#### Written request
Pick out each line below that contains the word "wooden", and copy those lines.

#### Entries supplied
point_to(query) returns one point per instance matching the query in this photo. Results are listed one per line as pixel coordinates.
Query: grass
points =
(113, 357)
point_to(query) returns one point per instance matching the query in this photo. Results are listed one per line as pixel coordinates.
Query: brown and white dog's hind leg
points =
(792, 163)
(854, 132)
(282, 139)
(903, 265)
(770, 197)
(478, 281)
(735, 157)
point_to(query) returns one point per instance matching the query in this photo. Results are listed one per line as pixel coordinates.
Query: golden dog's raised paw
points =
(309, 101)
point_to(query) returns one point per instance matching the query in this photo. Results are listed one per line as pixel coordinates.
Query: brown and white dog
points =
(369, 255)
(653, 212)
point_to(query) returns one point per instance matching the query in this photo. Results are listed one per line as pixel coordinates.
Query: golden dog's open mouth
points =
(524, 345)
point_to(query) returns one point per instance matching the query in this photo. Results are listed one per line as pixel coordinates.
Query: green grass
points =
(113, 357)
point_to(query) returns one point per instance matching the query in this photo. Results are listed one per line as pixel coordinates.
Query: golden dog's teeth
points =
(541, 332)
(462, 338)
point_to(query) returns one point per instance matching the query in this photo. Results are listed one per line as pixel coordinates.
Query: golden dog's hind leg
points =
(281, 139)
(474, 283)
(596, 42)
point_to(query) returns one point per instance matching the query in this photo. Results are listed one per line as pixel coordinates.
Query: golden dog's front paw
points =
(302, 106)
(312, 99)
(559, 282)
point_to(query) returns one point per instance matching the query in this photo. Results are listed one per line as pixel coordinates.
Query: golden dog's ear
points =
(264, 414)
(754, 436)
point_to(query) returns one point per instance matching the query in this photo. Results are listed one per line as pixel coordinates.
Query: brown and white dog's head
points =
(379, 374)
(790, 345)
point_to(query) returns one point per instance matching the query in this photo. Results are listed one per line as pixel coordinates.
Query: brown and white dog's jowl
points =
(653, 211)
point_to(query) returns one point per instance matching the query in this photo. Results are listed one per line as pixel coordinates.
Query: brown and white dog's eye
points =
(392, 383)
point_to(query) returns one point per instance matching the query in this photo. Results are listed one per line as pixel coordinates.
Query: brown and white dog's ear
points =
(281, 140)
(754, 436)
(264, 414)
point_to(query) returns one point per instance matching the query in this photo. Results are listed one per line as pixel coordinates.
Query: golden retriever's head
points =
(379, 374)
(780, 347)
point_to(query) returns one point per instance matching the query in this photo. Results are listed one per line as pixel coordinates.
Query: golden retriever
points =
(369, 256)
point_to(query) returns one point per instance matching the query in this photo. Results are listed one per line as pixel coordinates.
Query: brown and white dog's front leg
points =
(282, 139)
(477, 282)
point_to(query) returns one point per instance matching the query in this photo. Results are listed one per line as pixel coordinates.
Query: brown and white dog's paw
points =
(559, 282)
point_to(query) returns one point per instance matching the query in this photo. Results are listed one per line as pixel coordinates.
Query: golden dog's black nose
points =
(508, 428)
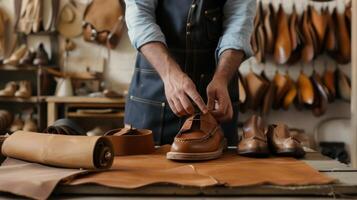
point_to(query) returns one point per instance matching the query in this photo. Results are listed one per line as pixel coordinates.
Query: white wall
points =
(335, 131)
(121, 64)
...
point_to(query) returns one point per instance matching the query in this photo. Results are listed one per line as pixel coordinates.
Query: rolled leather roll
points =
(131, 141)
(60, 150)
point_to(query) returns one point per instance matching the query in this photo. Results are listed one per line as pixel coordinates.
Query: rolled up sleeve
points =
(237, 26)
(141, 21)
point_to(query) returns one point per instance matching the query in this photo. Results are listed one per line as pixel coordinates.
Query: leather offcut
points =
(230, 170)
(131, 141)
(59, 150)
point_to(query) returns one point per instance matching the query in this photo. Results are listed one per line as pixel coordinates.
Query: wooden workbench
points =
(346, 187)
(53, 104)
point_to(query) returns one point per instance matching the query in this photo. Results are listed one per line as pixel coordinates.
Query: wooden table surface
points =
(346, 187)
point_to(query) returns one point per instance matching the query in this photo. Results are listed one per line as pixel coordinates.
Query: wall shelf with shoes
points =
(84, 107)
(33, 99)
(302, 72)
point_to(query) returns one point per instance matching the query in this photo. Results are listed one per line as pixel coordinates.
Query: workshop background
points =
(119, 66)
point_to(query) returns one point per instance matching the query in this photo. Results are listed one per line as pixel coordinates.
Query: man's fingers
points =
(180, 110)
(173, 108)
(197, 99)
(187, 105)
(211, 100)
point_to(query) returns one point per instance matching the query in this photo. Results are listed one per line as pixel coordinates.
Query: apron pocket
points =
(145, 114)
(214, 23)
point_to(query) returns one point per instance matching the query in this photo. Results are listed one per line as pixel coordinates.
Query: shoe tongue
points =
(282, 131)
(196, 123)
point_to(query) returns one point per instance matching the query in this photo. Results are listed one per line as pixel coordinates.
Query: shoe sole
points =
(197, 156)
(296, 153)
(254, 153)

#### Output
Query: wooden workbench
Query: wooden table surface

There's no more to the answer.